AIM: Rewrite these lines with "Submission" changed to "Response" everywhere and nothing else altered, leaving out the pictures.

Annotation dataset entries
######
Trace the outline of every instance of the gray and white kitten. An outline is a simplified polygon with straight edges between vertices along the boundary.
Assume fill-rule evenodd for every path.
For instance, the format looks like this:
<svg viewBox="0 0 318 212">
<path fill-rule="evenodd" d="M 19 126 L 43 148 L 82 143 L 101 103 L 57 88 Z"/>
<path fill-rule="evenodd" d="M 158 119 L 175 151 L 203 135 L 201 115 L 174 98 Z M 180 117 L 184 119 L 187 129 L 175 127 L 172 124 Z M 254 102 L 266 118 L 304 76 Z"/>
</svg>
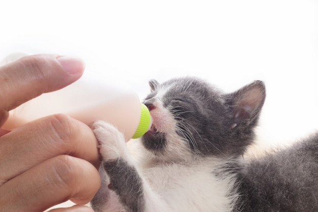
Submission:
<svg viewBox="0 0 318 212">
<path fill-rule="evenodd" d="M 318 134 L 243 159 L 262 81 L 230 94 L 193 77 L 149 84 L 153 126 L 141 139 L 126 143 L 111 124 L 94 124 L 103 162 L 96 211 L 318 211 Z"/>
</svg>

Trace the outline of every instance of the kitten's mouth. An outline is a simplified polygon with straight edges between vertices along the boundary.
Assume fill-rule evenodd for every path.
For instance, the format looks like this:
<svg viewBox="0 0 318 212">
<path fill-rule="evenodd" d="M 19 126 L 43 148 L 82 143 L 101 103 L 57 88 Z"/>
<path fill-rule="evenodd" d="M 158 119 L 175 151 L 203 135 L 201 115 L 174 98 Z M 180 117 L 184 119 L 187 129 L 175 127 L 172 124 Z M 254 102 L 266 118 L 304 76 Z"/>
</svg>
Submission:
<svg viewBox="0 0 318 212">
<path fill-rule="evenodd" d="M 146 133 L 151 134 L 152 135 L 156 135 L 156 134 L 159 133 L 159 132 L 158 132 L 157 129 L 155 128 L 154 125 L 153 125 L 153 124 L 152 124 L 152 125 L 151 125 L 150 129 Z"/>
</svg>

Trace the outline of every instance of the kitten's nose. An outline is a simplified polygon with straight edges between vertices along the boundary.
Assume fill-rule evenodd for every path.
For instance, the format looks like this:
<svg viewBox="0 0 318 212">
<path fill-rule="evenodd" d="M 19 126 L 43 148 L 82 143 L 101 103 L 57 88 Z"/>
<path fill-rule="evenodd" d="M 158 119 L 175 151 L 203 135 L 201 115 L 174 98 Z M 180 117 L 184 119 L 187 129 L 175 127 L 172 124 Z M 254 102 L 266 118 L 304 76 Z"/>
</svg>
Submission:
<svg viewBox="0 0 318 212">
<path fill-rule="evenodd" d="M 151 103 L 150 103 L 149 102 L 147 102 L 147 101 L 146 101 L 144 103 L 144 104 L 145 104 L 145 105 L 146 105 L 146 106 L 147 106 L 149 111 L 151 110 L 155 109 L 156 107 L 153 105 L 153 104 Z"/>
</svg>

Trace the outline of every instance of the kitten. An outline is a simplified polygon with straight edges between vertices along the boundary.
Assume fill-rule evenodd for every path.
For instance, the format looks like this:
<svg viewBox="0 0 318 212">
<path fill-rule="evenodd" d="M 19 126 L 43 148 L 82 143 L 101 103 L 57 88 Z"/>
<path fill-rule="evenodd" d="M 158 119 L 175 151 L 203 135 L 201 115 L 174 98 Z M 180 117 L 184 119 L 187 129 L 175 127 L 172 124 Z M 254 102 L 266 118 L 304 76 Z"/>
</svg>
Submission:
<svg viewBox="0 0 318 212">
<path fill-rule="evenodd" d="M 149 82 L 150 130 L 128 143 L 98 121 L 105 211 L 318 211 L 318 134 L 244 160 L 265 99 L 262 81 L 225 94 L 202 80 Z"/>
</svg>

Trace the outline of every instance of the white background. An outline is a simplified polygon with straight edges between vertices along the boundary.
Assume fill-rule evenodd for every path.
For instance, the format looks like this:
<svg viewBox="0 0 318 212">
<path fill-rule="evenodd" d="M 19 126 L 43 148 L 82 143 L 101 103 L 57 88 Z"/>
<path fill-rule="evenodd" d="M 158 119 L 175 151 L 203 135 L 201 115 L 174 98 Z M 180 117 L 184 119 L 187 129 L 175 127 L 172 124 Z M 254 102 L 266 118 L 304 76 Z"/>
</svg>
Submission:
<svg viewBox="0 0 318 212">
<path fill-rule="evenodd" d="M 260 79 L 263 145 L 318 129 L 317 1 L 3 1 L 0 23 L 1 58 L 79 56 L 85 75 L 141 99 L 151 78 L 195 76 L 228 92 Z"/>
<path fill-rule="evenodd" d="M 264 80 L 262 140 L 318 129 L 318 2 L 313 0 L 7 1 L 0 57 L 81 57 L 85 75 L 124 82 L 203 77 L 226 91 Z"/>
</svg>

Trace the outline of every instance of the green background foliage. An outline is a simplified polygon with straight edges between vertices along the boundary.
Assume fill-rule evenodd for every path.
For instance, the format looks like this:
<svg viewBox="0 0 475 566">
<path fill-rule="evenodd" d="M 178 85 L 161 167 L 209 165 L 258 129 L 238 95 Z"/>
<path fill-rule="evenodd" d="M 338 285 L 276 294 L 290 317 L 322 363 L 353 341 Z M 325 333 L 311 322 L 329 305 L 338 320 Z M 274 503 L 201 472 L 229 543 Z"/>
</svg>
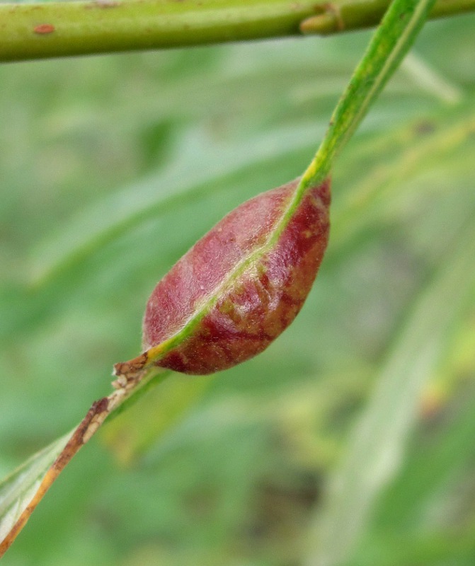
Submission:
<svg viewBox="0 0 475 566">
<path fill-rule="evenodd" d="M 292 327 L 105 425 L 6 564 L 473 565 L 474 24 L 427 24 L 340 156 L 328 255 Z M 0 476 L 109 392 L 176 259 L 302 173 L 368 37 L 0 68 Z M 408 369 L 378 397 L 388 360 Z M 361 483 L 331 495 L 362 473 L 366 513 Z M 355 542 L 343 558 L 324 555 L 325 524 Z"/>
</svg>

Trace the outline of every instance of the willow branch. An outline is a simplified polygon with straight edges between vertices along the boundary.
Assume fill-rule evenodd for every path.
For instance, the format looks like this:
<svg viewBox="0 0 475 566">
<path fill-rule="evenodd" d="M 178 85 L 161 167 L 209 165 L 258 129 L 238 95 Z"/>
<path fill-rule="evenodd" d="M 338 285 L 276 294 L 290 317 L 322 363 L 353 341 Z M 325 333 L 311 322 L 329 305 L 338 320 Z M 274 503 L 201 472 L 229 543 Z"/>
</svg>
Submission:
<svg viewBox="0 0 475 566">
<path fill-rule="evenodd" d="M 328 34 L 372 26 L 389 1 L 92 0 L 0 4 L 0 61 Z M 439 0 L 432 18 L 475 11 Z"/>
</svg>

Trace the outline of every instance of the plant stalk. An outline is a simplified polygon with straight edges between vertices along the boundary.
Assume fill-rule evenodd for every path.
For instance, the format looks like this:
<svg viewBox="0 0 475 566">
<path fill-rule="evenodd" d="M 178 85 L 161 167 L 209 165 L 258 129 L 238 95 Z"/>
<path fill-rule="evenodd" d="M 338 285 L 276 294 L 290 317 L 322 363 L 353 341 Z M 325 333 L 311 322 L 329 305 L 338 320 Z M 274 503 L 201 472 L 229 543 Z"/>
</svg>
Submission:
######
OUTPUT FOR THIS TASK:
Trace the outline of every instance of the gray and white kitten. An outline is a simplified polygon with straight edges between vertices along the boundary.
Assume fill-rule evenodd for every path.
For instance, the format looks like this:
<svg viewBox="0 0 318 212">
<path fill-rule="evenodd" d="M 19 126 L 43 148 L 82 143 L 101 103 L 57 88 Z"/>
<path fill-rule="evenodd" d="M 158 119 L 175 151 L 203 135 L 201 115 L 174 98 Z M 180 117 L 184 119 L 187 129 L 175 127 L 172 124 Z M 254 102 L 266 118 L 304 76 Z"/>
</svg>
Response:
<svg viewBox="0 0 318 212">
<path fill-rule="evenodd" d="M 318 134 L 243 159 L 262 81 L 230 94 L 193 77 L 149 84 L 153 126 L 141 139 L 126 143 L 111 124 L 94 124 L 103 162 L 96 211 L 318 211 Z"/>
</svg>

Trace the outline of every instance of the kitten's mouth. An outline is a simplified polygon with straight edges between vertices along the boundary.
Assume fill-rule evenodd for every path.
For instance, the format looks like this:
<svg viewBox="0 0 318 212">
<path fill-rule="evenodd" d="M 19 126 L 43 148 L 82 143 L 101 103 L 57 88 Z"/>
<path fill-rule="evenodd" d="M 158 119 L 175 151 L 203 135 L 201 115 L 174 98 Z M 180 117 L 184 119 L 187 129 L 175 127 L 172 124 Z M 254 102 L 266 118 L 304 76 Z"/>
</svg>
Response:
<svg viewBox="0 0 318 212">
<path fill-rule="evenodd" d="M 146 133 L 151 134 L 152 135 L 156 135 L 156 134 L 159 133 L 159 132 L 158 132 L 157 129 L 155 128 L 154 125 L 153 125 L 153 124 L 152 124 L 152 125 L 151 125 L 150 129 Z"/>
</svg>

Trace the outline of every instance of the kitten's nose. An outline is a simplified polygon with straight edges between vertices along the boundary.
Assume fill-rule evenodd for every path.
For instance, the format looks like this:
<svg viewBox="0 0 318 212">
<path fill-rule="evenodd" d="M 19 126 L 43 148 L 82 143 L 101 103 L 57 88 Z"/>
<path fill-rule="evenodd" d="M 158 119 L 175 151 L 203 135 L 201 115 L 174 98 Z M 180 117 L 184 119 L 187 129 L 175 127 L 172 124 Z M 254 102 L 266 118 L 304 76 Z"/>
</svg>
Response:
<svg viewBox="0 0 318 212">
<path fill-rule="evenodd" d="M 151 103 L 150 103 L 149 102 L 147 102 L 147 101 L 146 101 L 144 103 L 144 104 L 145 104 L 145 105 L 146 105 L 146 106 L 147 106 L 149 111 L 151 110 L 155 109 L 156 107 L 153 105 L 153 104 Z"/>
</svg>

Trace the outline of every instance of the kitten. An outline is a simplified polygon with straight edges between vertices along the boundary.
Assume fill-rule evenodd for every path.
For instance, the format looks like this:
<svg viewBox="0 0 318 212">
<path fill-rule="evenodd" d="M 19 126 L 43 148 L 82 143 L 101 103 L 57 88 Z"/>
<path fill-rule="evenodd" d="M 158 119 L 175 151 L 203 135 L 201 115 L 174 98 Z M 180 117 L 184 119 L 187 129 L 175 127 L 172 124 Z M 254 102 L 266 118 L 304 76 Z"/>
</svg>
Response:
<svg viewBox="0 0 318 212">
<path fill-rule="evenodd" d="M 149 82 L 150 130 L 128 143 L 98 121 L 105 211 L 318 211 L 318 134 L 244 160 L 265 99 L 262 81 L 225 94 L 202 80 Z"/>
</svg>

Trace the outline of every instance of the white background. An outline is a simplified polygon with straight edges between vertices along the boundary.
Assume fill-rule evenodd for every path.
For instance, the format looks like this:
<svg viewBox="0 0 318 212">
<path fill-rule="evenodd" d="M 19 126 L 43 148 L 82 143 L 101 103 L 57 88 Z"/>
<path fill-rule="evenodd" d="M 158 119 L 175 151 L 203 135 L 201 115 L 174 98 Z M 180 117 L 184 119 L 187 129 L 175 127 L 172 124 Z M 254 102 L 266 118 L 304 76 Z"/>
</svg>
Response:
<svg viewBox="0 0 318 212">
<path fill-rule="evenodd" d="M 260 79 L 263 145 L 318 129 L 317 1 L 3 1 L 0 23 L 1 58 L 79 56 L 85 75 L 141 99 L 151 78 L 195 76 L 228 92 Z"/>
<path fill-rule="evenodd" d="M 264 80 L 262 140 L 318 129 L 318 2 L 313 0 L 7 1 L 0 57 L 81 57 L 85 75 L 124 82 L 203 77 L 226 91 Z"/>
</svg>

Trace the outline of every instance of the green background foliage. An outline is a simplified polygon with straight edges between vertices along the boundary.
Assume fill-rule evenodd for every path.
For instance, the format looks like this:
<svg viewBox="0 0 475 566">
<path fill-rule="evenodd" d="M 178 85 L 161 167 L 209 165 L 258 129 L 238 95 Z"/>
<path fill-rule="evenodd" d="M 338 285 L 276 294 L 290 317 L 322 363 L 353 341 Z M 325 333 L 311 322 L 329 305 L 338 320 Z M 274 503 L 201 472 L 229 543 Z"/>
</svg>
Response:
<svg viewBox="0 0 475 566">
<path fill-rule="evenodd" d="M 292 327 L 105 425 L 6 564 L 473 565 L 474 24 L 427 24 L 340 156 L 328 255 Z M 0 476 L 109 392 L 176 259 L 302 173 L 368 37 L 0 68 Z M 408 369 L 378 397 L 388 360 Z M 361 483 L 331 495 L 362 473 L 366 513 Z M 355 542 L 343 558 L 324 555 L 325 524 Z"/>
</svg>

Trace the outline of every instance of the willow branch. An outline is a simplified polygon with straight edges between vertices along the boundary.
Assume fill-rule evenodd for every path.
For instance, the format looks like this:
<svg viewBox="0 0 475 566">
<path fill-rule="evenodd" d="M 178 85 L 161 167 L 209 165 L 258 129 L 238 95 Z"/>
<path fill-rule="evenodd" d="M 338 285 L 276 294 L 290 317 L 322 363 L 353 341 Z M 325 333 L 311 322 L 329 305 L 338 320 Z M 274 503 L 201 472 L 229 543 Z"/>
</svg>
Response:
<svg viewBox="0 0 475 566">
<path fill-rule="evenodd" d="M 328 34 L 372 26 L 389 1 L 92 0 L 0 4 L 0 61 Z M 439 0 L 432 18 L 475 11 Z"/>
</svg>

Trace the outline of every instance of the plant stalk. An outline is a simplified polygon with straight edges between vertices along the boundary.
Assume fill-rule evenodd for every path.
For instance, the format looks like this:
<svg viewBox="0 0 475 566">
<path fill-rule="evenodd" d="M 178 85 L 161 167 L 209 165 L 258 129 L 238 95 Z"/>
<path fill-rule="evenodd" d="M 338 285 L 276 294 L 290 317 L 322 363 L 353 341 Z M 325 333 L 311 322 L 329 305 L 338 320 Z M 274 503 L 201 472 L 229 543 Z"/>
</svg>
Response:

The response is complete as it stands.